TASK DESCRIPTION: Count the lines in the records below that contain the word "window", and reply with only that number.

DATASET EXTRACT:
****
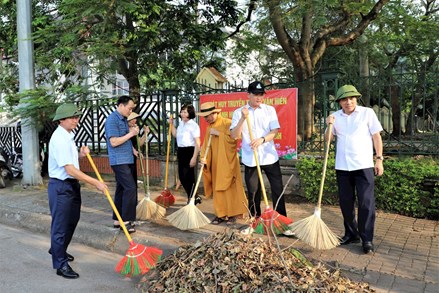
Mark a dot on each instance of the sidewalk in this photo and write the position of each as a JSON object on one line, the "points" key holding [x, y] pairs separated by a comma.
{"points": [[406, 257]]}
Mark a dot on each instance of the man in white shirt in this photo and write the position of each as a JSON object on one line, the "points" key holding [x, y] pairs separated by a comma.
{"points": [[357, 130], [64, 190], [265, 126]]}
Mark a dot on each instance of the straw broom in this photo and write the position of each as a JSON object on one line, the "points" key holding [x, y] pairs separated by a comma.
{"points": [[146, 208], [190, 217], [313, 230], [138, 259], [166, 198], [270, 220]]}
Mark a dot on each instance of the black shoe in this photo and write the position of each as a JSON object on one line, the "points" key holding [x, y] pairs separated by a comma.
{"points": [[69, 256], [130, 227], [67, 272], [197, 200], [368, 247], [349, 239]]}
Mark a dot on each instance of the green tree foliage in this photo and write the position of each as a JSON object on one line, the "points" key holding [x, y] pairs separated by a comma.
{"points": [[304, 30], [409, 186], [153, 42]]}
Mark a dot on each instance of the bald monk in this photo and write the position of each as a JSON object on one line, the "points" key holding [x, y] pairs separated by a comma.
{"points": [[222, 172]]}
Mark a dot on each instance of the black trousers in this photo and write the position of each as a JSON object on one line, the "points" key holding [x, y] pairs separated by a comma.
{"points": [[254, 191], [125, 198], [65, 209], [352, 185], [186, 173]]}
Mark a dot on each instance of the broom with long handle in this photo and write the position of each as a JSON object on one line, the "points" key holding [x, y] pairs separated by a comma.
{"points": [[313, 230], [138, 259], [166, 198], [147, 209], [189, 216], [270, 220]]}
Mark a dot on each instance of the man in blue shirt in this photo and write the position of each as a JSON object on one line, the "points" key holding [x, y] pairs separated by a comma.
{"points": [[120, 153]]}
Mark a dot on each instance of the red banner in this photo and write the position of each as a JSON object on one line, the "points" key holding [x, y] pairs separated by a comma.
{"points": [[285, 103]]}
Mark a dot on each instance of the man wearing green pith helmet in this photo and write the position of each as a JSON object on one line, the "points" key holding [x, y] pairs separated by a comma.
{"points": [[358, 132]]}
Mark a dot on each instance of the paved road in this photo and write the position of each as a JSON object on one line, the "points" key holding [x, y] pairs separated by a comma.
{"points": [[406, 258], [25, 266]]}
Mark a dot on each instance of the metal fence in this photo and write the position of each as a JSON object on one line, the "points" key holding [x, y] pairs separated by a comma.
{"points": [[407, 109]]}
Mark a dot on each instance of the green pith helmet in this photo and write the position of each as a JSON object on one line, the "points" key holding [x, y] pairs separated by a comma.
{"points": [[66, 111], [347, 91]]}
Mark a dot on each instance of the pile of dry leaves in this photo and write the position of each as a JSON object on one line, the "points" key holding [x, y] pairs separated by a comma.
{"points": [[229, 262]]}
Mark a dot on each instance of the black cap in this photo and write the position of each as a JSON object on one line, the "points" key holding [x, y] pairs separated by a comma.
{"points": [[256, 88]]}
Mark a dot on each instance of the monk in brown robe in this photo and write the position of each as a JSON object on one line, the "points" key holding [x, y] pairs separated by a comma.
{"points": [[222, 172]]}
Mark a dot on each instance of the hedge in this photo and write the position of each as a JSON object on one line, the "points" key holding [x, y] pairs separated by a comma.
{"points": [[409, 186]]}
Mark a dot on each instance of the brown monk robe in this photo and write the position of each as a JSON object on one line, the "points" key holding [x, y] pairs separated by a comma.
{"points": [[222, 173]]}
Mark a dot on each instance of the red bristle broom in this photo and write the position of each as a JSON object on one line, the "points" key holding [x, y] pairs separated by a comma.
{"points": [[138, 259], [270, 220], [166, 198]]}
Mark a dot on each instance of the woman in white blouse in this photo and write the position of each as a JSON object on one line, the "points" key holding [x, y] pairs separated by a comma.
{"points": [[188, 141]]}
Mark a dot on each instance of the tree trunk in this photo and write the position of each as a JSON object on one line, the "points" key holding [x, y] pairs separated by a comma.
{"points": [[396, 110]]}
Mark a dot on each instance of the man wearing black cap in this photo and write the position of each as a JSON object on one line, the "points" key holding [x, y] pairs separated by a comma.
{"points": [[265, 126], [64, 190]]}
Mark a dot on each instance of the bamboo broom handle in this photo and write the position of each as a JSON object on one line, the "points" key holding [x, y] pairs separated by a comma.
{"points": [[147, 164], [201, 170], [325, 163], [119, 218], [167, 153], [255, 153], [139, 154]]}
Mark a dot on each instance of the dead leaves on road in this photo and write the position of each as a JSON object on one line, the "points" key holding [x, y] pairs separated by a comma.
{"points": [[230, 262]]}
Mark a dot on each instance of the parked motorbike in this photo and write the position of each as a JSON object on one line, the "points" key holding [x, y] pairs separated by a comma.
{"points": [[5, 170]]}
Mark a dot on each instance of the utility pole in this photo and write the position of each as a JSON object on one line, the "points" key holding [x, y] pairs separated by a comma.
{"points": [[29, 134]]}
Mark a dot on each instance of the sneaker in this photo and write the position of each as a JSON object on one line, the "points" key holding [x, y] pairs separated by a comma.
****
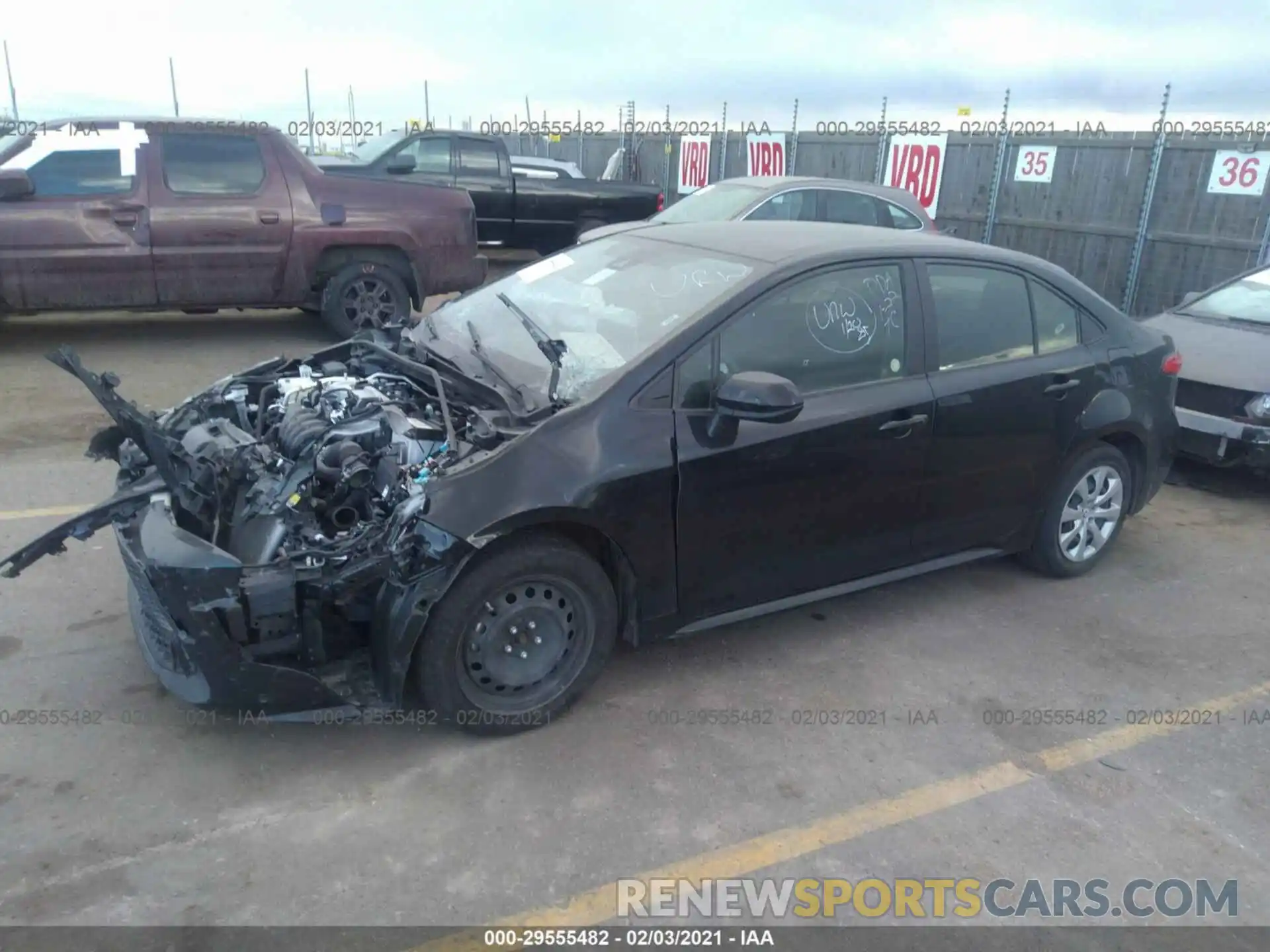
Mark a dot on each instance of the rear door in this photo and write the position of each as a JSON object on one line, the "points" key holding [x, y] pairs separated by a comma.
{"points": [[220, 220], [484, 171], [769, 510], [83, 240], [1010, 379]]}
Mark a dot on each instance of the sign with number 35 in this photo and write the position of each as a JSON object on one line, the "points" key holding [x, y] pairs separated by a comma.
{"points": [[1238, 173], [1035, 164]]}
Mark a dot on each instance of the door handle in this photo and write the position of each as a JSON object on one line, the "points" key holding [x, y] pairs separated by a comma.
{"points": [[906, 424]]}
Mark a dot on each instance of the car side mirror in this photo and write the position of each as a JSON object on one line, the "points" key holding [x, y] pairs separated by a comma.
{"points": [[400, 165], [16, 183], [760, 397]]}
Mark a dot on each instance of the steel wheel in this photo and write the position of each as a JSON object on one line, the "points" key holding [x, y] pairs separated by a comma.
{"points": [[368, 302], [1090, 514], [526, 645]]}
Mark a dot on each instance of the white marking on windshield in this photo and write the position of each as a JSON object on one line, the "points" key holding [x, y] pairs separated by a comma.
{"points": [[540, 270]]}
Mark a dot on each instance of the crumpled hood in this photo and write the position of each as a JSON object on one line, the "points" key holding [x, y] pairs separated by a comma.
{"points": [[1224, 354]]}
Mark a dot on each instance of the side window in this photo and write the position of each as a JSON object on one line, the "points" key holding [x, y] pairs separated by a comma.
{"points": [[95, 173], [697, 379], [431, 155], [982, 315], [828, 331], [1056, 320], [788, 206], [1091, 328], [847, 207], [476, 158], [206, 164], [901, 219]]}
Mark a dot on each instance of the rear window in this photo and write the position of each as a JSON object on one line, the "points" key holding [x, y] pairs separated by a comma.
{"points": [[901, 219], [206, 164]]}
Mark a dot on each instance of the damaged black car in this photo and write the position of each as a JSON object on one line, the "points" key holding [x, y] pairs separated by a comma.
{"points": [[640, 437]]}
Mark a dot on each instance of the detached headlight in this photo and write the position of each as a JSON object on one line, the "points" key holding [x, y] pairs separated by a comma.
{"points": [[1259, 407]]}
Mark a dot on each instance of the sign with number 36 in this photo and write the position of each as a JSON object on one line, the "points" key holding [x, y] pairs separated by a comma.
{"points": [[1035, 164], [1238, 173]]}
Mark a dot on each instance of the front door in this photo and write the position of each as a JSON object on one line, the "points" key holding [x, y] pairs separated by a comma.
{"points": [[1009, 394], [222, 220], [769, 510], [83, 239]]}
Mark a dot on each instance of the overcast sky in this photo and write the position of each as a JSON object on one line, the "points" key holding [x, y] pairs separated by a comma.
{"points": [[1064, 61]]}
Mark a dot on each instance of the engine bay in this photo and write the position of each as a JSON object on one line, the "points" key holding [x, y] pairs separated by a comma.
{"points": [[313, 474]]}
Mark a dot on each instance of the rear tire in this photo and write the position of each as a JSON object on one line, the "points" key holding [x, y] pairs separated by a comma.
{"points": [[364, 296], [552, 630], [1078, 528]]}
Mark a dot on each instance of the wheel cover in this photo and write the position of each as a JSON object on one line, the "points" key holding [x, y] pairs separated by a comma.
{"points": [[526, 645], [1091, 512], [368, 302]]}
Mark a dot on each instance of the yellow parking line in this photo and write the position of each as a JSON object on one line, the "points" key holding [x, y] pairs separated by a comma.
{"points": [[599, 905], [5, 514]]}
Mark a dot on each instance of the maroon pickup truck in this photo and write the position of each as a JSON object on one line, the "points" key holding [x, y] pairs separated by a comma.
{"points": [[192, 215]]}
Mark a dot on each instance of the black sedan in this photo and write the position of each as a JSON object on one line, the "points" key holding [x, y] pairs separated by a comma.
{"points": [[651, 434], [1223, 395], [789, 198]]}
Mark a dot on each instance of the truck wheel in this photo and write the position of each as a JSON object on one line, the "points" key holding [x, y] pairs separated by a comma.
****
ANSWER TO THIS PROBLEM: 2